• [Things to do]:
[1] In the lithium battery upgrade post, into how many phases was the build divided?
[2] Repeat the passage of the lithium battery upgrade post starting at "Phases one and" and ending at "make that decision.".

##### Supplied text

Our DIY Lithium Battery Upgrade PT 2

Mike 7 minute read

In Part 1 of our DIY Lithium Upgrade series, I explained why we chose to power our Airstream with Li-ion batteries instead of lead acid and the advantages of doing so. Along with the different options on the market.

If you haven’t read it yet, you’ll want to do so to get an understanding of lithiums.

During my research and planning I decided to break my own build up into three phases. This way I could adjust my build to our needs while testing the system.

Phases one and two are solid. But Phase three is my maybe I will, maybe I won’t phase. I plan on observing our power use over the next to months to make that decision.

##########
##### Dataset extract

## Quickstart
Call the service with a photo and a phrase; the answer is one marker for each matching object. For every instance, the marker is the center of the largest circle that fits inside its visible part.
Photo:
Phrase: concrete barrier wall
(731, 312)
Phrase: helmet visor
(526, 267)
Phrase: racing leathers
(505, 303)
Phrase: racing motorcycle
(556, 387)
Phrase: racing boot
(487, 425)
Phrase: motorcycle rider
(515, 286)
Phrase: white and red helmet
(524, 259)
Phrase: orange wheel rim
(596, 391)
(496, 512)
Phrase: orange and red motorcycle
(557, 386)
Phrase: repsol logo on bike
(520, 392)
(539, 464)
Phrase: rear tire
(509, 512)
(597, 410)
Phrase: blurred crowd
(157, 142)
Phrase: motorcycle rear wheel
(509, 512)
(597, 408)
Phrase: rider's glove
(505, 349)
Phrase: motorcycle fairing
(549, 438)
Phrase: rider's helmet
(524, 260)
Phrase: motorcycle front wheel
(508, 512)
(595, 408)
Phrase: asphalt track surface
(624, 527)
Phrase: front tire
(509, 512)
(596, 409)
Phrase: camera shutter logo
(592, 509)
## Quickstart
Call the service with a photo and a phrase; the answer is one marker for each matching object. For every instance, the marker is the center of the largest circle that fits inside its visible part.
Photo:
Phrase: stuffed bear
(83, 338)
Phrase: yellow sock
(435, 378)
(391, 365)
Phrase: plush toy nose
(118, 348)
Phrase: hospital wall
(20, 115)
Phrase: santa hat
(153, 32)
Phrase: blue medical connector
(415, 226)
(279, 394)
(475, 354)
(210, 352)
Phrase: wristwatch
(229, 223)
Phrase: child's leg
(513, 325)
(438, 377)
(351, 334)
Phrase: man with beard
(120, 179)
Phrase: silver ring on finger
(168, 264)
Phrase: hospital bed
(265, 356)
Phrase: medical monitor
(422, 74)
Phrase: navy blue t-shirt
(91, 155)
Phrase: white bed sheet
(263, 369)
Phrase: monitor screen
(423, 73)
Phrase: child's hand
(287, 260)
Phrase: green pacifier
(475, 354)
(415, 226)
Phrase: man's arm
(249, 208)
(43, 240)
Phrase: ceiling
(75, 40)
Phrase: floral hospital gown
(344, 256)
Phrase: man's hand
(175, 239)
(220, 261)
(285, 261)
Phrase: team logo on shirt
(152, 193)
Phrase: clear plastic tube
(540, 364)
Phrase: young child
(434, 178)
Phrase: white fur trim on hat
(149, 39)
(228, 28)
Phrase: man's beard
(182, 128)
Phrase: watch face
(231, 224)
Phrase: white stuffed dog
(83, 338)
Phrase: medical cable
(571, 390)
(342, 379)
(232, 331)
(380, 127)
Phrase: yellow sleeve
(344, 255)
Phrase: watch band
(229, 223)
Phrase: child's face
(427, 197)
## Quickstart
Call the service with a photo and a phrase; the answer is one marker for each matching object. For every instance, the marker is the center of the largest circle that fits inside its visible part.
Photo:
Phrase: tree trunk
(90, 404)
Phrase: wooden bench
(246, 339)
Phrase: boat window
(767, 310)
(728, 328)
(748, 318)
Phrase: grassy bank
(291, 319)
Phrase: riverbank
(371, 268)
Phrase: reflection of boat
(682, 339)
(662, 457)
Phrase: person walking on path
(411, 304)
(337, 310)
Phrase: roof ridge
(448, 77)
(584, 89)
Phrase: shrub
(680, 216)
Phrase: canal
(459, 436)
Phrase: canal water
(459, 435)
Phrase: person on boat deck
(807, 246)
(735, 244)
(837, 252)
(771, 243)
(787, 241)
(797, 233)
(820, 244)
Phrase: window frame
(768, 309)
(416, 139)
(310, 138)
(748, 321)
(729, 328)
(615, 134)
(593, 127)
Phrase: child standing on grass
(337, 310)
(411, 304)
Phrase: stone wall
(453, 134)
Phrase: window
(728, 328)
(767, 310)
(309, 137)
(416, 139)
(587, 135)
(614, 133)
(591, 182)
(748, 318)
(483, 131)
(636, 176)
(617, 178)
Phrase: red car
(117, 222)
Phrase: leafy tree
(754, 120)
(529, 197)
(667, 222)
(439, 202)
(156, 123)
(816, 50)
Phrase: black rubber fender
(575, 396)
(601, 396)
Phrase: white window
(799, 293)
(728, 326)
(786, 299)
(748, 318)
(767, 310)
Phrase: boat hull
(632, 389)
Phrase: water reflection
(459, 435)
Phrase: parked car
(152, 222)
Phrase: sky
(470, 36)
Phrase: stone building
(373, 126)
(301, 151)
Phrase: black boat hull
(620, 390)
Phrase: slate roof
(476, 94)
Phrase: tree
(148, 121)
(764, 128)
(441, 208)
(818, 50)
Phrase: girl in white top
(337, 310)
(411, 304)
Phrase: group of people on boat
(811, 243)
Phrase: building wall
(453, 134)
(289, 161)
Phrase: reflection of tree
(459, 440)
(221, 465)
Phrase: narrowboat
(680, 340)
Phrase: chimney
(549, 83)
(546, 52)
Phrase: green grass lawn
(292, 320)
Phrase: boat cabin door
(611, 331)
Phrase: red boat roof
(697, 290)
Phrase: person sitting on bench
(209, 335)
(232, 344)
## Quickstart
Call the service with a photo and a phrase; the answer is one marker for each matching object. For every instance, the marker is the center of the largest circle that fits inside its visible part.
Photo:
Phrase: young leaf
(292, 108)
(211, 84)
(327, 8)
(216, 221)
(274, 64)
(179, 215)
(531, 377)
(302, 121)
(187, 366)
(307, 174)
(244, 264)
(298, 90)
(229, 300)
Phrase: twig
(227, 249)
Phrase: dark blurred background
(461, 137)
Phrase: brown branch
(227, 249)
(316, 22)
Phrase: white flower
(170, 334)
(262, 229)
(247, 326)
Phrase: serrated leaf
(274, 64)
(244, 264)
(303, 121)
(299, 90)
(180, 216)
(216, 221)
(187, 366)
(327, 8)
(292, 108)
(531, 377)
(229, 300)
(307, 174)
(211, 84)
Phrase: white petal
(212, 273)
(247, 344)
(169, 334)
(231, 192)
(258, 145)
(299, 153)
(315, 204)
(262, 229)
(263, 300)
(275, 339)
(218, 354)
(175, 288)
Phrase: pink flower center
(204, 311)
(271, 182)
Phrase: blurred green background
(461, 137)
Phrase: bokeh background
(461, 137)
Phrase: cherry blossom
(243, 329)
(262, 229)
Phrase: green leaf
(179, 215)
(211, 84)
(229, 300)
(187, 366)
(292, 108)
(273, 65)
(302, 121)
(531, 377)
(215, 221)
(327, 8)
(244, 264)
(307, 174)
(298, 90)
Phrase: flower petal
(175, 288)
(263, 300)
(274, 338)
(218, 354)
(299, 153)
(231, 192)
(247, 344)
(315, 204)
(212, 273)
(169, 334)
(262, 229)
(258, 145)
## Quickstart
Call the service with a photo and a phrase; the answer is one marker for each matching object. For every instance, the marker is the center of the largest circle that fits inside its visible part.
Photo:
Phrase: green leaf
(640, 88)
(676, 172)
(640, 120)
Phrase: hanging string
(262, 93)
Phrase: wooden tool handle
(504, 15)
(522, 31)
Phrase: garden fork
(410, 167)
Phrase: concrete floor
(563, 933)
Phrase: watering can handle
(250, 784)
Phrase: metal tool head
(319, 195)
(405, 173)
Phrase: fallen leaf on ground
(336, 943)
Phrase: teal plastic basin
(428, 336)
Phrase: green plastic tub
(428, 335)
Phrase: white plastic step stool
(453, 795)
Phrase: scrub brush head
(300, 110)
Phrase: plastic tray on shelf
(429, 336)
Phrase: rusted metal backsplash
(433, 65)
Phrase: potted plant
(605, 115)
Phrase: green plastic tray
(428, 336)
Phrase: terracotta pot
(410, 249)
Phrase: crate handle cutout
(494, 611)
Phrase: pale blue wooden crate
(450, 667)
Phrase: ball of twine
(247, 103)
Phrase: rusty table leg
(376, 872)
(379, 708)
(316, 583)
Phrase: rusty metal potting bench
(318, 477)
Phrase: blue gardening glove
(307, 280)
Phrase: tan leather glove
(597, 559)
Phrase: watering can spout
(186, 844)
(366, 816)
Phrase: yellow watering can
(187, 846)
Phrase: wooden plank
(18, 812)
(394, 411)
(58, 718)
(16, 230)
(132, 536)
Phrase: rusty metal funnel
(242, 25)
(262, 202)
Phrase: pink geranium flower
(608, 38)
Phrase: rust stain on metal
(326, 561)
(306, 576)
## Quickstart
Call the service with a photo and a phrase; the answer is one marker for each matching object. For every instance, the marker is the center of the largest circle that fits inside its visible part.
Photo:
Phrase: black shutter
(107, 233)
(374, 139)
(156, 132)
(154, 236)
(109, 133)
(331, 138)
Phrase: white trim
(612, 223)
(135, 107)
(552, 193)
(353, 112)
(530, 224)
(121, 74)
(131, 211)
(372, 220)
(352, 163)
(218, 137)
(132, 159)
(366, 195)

##########

• [Problem solutions]:
[1] Three phases.

[2]
Phases one and two are solid. But Phase three is my maybe I will, maybe I won’t phase. I plan on observing our power use over the next to months to make that decision.